Data records:
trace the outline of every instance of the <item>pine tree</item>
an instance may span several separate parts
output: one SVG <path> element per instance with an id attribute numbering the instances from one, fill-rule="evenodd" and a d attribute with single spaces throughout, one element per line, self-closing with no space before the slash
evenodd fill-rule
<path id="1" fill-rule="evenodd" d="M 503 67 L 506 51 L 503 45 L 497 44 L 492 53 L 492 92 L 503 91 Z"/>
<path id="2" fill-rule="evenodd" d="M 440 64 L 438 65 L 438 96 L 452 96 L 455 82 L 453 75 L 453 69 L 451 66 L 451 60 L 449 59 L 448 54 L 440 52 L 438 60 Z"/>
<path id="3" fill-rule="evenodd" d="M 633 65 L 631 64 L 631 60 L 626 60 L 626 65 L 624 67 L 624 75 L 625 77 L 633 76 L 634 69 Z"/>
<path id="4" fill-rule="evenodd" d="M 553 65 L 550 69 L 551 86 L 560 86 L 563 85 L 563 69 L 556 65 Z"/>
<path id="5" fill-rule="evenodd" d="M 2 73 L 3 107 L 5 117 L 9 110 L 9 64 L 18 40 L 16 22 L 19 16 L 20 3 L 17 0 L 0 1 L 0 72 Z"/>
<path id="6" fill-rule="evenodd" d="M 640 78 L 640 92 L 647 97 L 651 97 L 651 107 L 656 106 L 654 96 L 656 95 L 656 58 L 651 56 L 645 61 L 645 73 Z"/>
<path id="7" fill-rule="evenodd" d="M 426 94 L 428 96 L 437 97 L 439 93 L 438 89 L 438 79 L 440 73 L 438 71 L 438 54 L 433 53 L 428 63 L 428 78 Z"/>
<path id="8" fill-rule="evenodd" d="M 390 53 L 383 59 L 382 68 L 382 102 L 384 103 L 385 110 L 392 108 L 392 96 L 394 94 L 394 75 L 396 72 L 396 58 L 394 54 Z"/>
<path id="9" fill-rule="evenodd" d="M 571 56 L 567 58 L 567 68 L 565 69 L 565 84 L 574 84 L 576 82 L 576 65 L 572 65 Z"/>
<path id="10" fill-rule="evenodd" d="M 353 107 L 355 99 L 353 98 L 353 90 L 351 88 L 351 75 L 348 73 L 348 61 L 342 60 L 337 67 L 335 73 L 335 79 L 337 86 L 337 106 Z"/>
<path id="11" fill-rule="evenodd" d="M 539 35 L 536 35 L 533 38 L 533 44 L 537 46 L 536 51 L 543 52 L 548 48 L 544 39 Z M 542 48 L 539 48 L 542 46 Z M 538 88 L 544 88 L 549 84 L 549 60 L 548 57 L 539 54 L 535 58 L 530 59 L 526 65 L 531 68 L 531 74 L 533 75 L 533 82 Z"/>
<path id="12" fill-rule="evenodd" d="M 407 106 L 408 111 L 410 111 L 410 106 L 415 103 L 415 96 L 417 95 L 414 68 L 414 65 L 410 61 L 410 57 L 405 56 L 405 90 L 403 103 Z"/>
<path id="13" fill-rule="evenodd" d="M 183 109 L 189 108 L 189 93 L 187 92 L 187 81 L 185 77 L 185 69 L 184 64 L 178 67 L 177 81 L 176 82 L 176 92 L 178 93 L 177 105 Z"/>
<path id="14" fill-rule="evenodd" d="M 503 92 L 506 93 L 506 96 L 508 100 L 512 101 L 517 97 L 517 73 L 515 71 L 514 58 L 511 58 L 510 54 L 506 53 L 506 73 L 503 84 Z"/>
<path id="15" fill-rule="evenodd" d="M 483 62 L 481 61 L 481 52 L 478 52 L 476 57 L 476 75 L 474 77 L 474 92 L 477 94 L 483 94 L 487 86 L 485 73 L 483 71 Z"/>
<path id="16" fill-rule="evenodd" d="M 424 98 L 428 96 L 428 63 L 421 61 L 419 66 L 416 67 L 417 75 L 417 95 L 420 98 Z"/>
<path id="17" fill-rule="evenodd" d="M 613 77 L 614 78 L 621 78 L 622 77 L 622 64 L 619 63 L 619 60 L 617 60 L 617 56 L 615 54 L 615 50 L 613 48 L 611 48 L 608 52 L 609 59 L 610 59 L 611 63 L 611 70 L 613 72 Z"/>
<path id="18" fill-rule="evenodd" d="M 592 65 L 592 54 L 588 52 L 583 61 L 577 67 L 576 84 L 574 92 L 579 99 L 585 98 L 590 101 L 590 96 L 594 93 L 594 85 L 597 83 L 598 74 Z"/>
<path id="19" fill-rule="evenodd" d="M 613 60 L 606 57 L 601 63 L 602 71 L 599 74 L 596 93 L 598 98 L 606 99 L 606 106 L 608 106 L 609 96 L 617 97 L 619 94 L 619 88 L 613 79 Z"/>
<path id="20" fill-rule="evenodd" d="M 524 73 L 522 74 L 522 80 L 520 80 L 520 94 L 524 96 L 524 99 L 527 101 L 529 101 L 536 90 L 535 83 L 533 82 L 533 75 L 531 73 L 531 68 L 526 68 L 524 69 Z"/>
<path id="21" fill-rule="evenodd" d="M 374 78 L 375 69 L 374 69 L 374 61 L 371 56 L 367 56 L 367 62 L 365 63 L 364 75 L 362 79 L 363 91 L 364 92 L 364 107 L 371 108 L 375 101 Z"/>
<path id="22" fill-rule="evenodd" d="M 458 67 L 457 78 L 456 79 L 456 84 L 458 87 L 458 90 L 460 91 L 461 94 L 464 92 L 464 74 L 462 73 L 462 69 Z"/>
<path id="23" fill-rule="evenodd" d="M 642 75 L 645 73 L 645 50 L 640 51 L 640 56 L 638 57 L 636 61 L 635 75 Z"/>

What this task involves:
In the data above, change "pine tree" to "spruce tree" and leave every other line unchanged.

Reply:
trace the outline of every instance of the <item>spruce tree</item>
an instance may span several separate parts
output: one SVG <path> element per instance with an id attribute numbering the instances from one, fill-rule="evenodd" and a d attribute with single spaces throughout, one element per line, self-closing with no space before the slash
evenodd fill-rule
<path id="1" fill-rule="evenodd" d="M 503 67 L 506 51 L 503 45 L 497 44 L 492 53 L 492 92 L 503 91 Z"/>
<path id="2" fill-rule="evenodd" d="M 440 64 L 438 65 L 438 96 L 452 96 L 455 82 L 453 75 L 453 69 L 451 66 L 451 60 L 449 59 L 448 54 L 440 52 L 438 60 Z"/>
<path id="3" fill-rule="evenodd" d="M 633 65 L 631 64 L 631 60 L 626 60 L 626 65 L 624 67 L 624 75 L 625 77 L 633 76 L 634 69 Z"/>
<path id="4" fill-rule="evenodd" d="M 553 65 L 550 69 L 551 86 L 560 86 L 563 85 L 563 69 L 556 65 Z"/>
<path id="5" fill-rule="evenodd" d="M 2 73 L 3 107 L 5 117 L 9 110 L 9 64 L 18 40 L 16 22 L 19 16 L 20 3 L 17 0 L 0 1 L 0 72 Z"/>
<path id="6" fill-rule="evenodd" d="M 640 78 L 640 92 L 647 97 L 651 97 L 651 107 L 656 106 L 654 96 L 656 95 L 656 58 L 651 56 L 645 61 L 645 73 Z"/>
<path id="7" fill-rule="evenodd" d="M 426 94 L 428 96 L 437 97 L 439 93 L 438 89 L 438 79 L 440 73 L 438 71 L 438 54 L 433 53 L 428 63 L 428 78 Z"/>
<path id="8" fill-rule="evenodd" d="M 390 53 L 383 59 L 382 68 L 382 102 L 384 103 L 385 110 L 392 108 L 392 96 L 394 94 L 394 75 L 396 72 L 396 58 L 394 54 Z"/>
<path id="9" fill-rule="evenodd" d="M 571 56 L 567 58 L 567 68 L 565 69 L 565 84 L 574 84 L 576 82 L 576 65 L 572 65 Z"/>
<path id="10" fill-rule="evenodd" d="M 353 107 L 355 99 L 353 98 L 353 90 L 351 88 L 351 75 L 348 73 L 348 61 L 342 60 L 337 67 L 335 73 L 335 79 L 337 86 L 337 106 Z"/>
<path id="11" fill-rule="evenodd" d="M 539 35 L 536 35 L 533 38 L 533 44 L 537 46 L 536 51 L 543 52 L 548 48 L 544 39 Z M 542 48 L 539 48 L 542 46 Z M 538 88 L 544 88 L 549 84 L 549 60 L 548 57 L 539 54 L 535 58 L 530 59 L 526 65 L 531 68 L 531 74 L 533 75 L 533 82 Z"/>
<path id="12" fill-rule="evenodd" d="M 407 106 L 408 111 L 410 111 L 410 106 L 415 103 L 415 96 L 417 95 L 414 68 L 414 65 L 410 61 L 410 57 L 405 56 L 405 90 L 403 103 Z"/>
<path id="13" fill-rule="evenodd" d="M 183 109 L 189 108 L 189 93 L 187 92 L 187 81 L 185 77 L 185 69 L 184 64 L 178 67 L 177 81 L 176 82 L 176 92 L 178 93 L 177 105 Z"/>
<path id="14" fill-rule="evenodd" d="M 503 92 L 506 93 L 506 96 L 508 100 L 512 101 L 517 97 L 517 73 L 515 71 L 514 58 L 511 58 L 510 54 L 506 53 L 506 73 L 503 84 Z"/>
<path id="15" fill-rule="evenodd" d="M 483 62 L 481 61 L 481 52 L 478 52 L 476 57 L 476 75 L 474 77 L 474 92 L 477 94 L 483 94 L 487 86 L 485 73 L 483 71 Z"/>
<path id="16" fill-rule="evenodd" d="M 424 98 L 428 96 L 428 63 L 421 61 L 419 66 L 416 67 L 417 75 L 417 95 L 420 98 Z"/>
<path id="17" fill-rule="evenodd" d="M 613 77 L 614 78 L 621 78 L 622 77 L 622 64 L 619 63 L 619 60 L 617 60 L 617 56 L 615 54 L 615 50 L 613 48 L 611 48 L 608 52 L 609 59 L 610 59 L 611 63 L 611 70 L 613 72 Z"/>
<path id="18" fill-rule="evenodd" d="M 592 65 L 592 54 L 588 52 L 583 61 L 577 67 L 576 84 L 574 92 L 579 99 L 585 98 L 590 101 L 590 96 L 594 93 L 594 85 L 597 83 L 598 74 Z"/>
<path id="19" fill-rule="evenodd" d="M 613 60 L 606 57 L 601 63 L 602 71 L 599 74 L 596 93 L 598 98 L 606 99 L 606 106 L 608 106 L 609 96 L 617 97 L 619 94 L 619 88 L 613 79 Z"/>
<path id="20" fill-rule="evenodd" d="M 524 73 L 522 74 L 522 80 L 520 80 L 520 94 L 524 96 L 524 99 L 527 101 L 529 101 L 536 90 L 535 83 L 533 82 L 533 75 L 531 73 L 531 68 L 526 68 L 524 69 Z"/>
<path id="21" fill-rule="evenodd" d="M 374 78 L 375 69 L 374 69 L 374 61 L 371 56 L 367 56 L 367 62 L 365 63 L 364 75 L 362 79 L 363 91 L 364 92 L 364 107 L 371 108 L 375 101 Z"/>
<path id="22" fill-rule="evenodd" d="M 458 67 L 457 78 L 456 79 L 456 84 L 458 87 L 458 90 L 460 91 L 461 94 L 464 92 L 464 74 L 462 73 L 462 69 Z"/>
<path id="23" fill-rule="evenodd" d="M 642 75 L 645 73 L 645 50 L 640 51 L 640 56 L 638 57 L 636 61 L 635 75 Z"/>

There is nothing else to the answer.